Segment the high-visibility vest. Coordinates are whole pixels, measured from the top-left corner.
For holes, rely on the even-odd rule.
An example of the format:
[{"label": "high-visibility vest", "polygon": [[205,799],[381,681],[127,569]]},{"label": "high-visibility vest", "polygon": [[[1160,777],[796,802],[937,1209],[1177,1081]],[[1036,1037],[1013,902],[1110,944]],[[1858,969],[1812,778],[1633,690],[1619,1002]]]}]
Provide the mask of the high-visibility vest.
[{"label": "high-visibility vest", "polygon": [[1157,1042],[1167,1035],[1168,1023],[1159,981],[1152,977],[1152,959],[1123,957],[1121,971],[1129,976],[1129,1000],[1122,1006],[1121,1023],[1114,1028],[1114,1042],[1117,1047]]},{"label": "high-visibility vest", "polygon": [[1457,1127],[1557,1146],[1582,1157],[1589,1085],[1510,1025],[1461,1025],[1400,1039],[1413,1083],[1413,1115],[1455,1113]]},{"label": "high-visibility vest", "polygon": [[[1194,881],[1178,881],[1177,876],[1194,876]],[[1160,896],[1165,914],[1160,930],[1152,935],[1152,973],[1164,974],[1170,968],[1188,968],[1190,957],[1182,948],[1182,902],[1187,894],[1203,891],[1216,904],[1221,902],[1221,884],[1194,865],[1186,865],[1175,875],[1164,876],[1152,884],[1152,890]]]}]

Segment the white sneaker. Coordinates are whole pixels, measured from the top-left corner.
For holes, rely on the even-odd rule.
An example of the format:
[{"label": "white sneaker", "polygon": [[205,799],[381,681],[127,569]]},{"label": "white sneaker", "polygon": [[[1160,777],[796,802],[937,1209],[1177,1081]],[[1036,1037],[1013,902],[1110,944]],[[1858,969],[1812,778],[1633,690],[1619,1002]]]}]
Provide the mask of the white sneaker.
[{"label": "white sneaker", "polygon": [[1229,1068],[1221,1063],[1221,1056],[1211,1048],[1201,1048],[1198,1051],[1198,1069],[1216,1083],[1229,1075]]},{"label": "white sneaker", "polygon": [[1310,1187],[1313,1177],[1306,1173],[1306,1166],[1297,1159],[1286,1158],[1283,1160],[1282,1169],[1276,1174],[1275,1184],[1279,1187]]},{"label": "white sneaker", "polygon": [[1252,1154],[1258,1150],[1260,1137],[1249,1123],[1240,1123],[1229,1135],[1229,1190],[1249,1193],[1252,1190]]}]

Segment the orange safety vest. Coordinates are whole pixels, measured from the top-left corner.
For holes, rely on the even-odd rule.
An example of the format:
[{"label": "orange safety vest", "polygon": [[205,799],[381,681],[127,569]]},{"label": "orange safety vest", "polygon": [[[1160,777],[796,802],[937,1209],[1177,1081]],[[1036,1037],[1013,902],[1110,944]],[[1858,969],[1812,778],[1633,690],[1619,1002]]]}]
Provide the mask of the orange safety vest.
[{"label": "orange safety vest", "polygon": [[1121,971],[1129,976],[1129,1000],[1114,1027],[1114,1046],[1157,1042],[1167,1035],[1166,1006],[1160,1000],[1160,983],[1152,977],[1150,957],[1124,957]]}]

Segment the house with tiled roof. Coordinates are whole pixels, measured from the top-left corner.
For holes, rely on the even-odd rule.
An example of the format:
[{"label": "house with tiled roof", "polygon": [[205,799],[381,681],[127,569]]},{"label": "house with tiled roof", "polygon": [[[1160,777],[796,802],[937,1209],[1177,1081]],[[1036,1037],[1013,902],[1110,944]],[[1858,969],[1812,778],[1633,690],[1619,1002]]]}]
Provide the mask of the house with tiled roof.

▶ Exercise prompt: Work out how many lines of the material contain the string "whole"; nothing except that figure should be given.

▶ Task output: 4